Given request:
State how many lines in the records below contain the word "vest". Give only the number.

Raw records:
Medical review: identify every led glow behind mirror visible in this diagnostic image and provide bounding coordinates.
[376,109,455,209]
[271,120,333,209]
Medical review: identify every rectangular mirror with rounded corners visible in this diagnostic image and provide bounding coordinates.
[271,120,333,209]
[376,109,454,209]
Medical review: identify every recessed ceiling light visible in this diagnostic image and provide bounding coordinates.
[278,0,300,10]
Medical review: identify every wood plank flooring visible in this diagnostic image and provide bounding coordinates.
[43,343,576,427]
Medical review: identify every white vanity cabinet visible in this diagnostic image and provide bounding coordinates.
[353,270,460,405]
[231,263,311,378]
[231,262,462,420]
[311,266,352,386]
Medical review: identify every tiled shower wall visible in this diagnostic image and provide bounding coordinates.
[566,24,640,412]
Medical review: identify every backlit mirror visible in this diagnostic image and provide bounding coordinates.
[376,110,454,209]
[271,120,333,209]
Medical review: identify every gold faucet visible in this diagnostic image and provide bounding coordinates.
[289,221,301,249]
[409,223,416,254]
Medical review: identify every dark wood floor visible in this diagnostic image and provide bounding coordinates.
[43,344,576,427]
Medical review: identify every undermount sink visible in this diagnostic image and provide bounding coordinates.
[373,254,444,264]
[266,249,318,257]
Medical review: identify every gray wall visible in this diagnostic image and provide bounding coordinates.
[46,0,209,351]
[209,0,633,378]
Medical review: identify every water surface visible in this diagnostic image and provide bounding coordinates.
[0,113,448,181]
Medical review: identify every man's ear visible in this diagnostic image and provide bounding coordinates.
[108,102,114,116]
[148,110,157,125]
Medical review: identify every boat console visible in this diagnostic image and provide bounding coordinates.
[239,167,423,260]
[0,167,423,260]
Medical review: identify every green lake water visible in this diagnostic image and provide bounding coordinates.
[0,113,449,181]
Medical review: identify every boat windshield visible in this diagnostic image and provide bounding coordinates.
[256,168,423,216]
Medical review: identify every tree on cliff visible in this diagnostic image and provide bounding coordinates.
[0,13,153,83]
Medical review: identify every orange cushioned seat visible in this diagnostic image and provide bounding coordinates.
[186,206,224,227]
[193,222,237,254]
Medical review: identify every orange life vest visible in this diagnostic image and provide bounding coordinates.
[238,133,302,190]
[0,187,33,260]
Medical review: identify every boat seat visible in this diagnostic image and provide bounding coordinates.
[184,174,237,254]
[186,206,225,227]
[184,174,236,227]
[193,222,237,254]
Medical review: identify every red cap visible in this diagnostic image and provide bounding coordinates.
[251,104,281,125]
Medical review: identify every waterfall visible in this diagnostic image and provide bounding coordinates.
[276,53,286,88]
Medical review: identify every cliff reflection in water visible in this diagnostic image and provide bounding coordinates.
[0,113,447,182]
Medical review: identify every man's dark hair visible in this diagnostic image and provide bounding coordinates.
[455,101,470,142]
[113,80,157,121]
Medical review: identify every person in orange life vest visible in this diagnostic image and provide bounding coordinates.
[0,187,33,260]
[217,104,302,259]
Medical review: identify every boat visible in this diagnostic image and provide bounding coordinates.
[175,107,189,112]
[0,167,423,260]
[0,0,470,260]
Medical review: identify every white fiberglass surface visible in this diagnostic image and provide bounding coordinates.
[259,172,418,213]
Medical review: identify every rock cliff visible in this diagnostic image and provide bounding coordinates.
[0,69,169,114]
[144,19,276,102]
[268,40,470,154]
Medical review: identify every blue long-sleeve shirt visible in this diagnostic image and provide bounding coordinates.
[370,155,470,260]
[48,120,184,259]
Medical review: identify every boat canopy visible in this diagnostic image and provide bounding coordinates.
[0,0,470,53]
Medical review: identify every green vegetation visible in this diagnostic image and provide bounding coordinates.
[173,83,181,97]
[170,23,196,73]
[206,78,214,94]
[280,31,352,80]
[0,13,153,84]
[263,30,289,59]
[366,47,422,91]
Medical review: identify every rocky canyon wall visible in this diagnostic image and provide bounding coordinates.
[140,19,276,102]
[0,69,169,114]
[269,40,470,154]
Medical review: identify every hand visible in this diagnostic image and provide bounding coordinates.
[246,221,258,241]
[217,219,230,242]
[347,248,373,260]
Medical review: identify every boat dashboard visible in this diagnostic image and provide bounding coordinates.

Solved exercise:
2